= WHAT YOU ARE ASKED TO DO =
Carry on the blog post about the parties' manifesto pledges on justice, policing and the courts from the point where it stops.

= TEXT UNDER STUDY =

● ● ●

In this blog, our chief executive, Tom Franklin, talks about what the main parties' general election manifestos say about justice, policing and the courts.

Lady Justice. This blog is about what the main parties' general election manifestos say about justice, policing and the courts.

As the general election campaigns gather pace and 4 July approaches, the political parties that are vying for everyone’s votes have published their manifestos – these set out their policies and how they will finance them.  

Justice, policing and the courts are important parts of any government’s activities, so we’ve read the main parties’ general election manifestos – Conservative, Labour, Liberal Democrat, Green, Reform UK and Plaid Cymru – and summarised what each one has to say on these areas. These lists aren’t exhaustive, but they give a flavour of the parties’ priorities, and many of them will affect the kinds of cases that magistrates – our members – will hear in their courts, and how courts operate. 

Conservatives 

https://public.conservatives.com/static/documents/GE2024/Conservative-Manifesto-GE2024.pdf 

  • 8,000 more full-time police officers 
  • Cutting the court backlogs by keeping Nightingale courtrooms open 
  • Funding sitting days 
  • Investing in court maintenance. 
  • Continuing the digitization of court processes 
  • Expanding the use of remote hearings 
  • Match-funding 100 criminal law pupillages “to speed up justice for victims” 
  • Continuing to ensure access to legal aid. 
  • Tougher sentences for offences including knife crime, grooming and assaults against retail workers 
  • Further measures to crack down on “hyper-prolific offenders”

● ● ●

= RECORDS SHOWN =
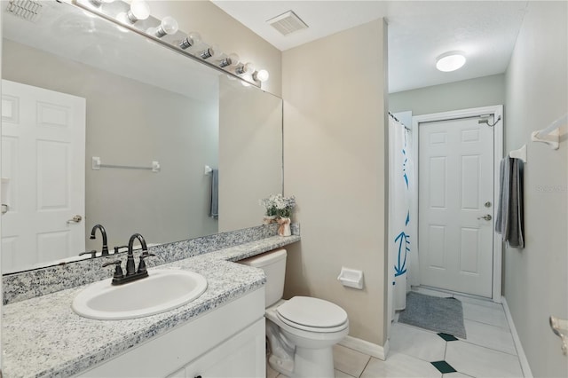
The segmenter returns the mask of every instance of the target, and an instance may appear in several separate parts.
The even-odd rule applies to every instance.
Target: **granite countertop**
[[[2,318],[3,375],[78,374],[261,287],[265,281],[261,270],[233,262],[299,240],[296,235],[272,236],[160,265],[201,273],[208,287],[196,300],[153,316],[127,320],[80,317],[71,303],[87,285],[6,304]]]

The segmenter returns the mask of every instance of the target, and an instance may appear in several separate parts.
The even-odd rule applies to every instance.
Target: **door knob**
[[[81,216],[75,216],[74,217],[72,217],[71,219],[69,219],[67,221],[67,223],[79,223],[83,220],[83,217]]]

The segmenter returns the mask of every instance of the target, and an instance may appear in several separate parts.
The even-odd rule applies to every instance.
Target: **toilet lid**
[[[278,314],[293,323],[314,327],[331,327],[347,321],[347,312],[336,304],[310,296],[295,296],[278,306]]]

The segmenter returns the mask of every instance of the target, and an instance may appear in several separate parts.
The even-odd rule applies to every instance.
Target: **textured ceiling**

● ● ●

= THE ANSWER =
  • They also “stand firmly behind the legal doctrine of joint enterprise” – meaning that those who assist in crimes, can be held accountable. 
  • Empowering judges to require offenders to attend hearings or face an increased sentence
  • Four new prisons providing 20,000 new places. 

Labour 

https://labour.org.uk/change/  

  • Focus on neighbourhood policing with “thousands of extra officers”, with “the powers they need.” 
  • New ‘Respect Orders’ to combat antisocial behavior giving powers to ban persistent adult offenders from town centers. 
  • Fly-tippers and vandals will be made to clean up the messes they create. 
  • Carry out a review of sentencing. 
  • New criminal offences for assaults on retail workers, spiking, and the criminal exploitation of children. 
  • Ban ninja swords, zombie-style blades and machetes. New rules to prevent online sales, with executives of online companies personally liable. Any young person found in possession of a knife will be referred to a Youth Offending Team and have a mandatory plan to prevent reoffending. 
  • Create a new Young Futures programme, with youth workers, mental health support workers and careers advisers, to prevent young people being drawn into crime. 
  • Fast track rape cases at every Crown Court in England & Wales. 
  • Strengthen rights and protections for women in co-habiting couples and for workplace whistleblowers. 
  • Strengthen the use of Stalking Protection Orders and give women the right to know the identify of online stalkers.  
  • Make more prosecutors available by allowing Associate Prosecutors to work on appropriate cases. 
  • Conduct a strategic review of probation governance, including considering the benefits of devolved models. 
  • New protections for victims of crime and persistent antisocial behavior by increasing the powers of the Victims’ Commissioner. 
  • Use all relevant powers to build prisons, and improve prisoners’ access to purposeful activity, such as learning, and ensure they create pre-release plans for those leaving custody. Support prisons linking with local employers and voluntary sector to get ex-prisoners into work. Support for children of prisoners too. 
  • Introduce a ‘Hillsborough Law’ placing a legal duty of candour on public servants and authorities.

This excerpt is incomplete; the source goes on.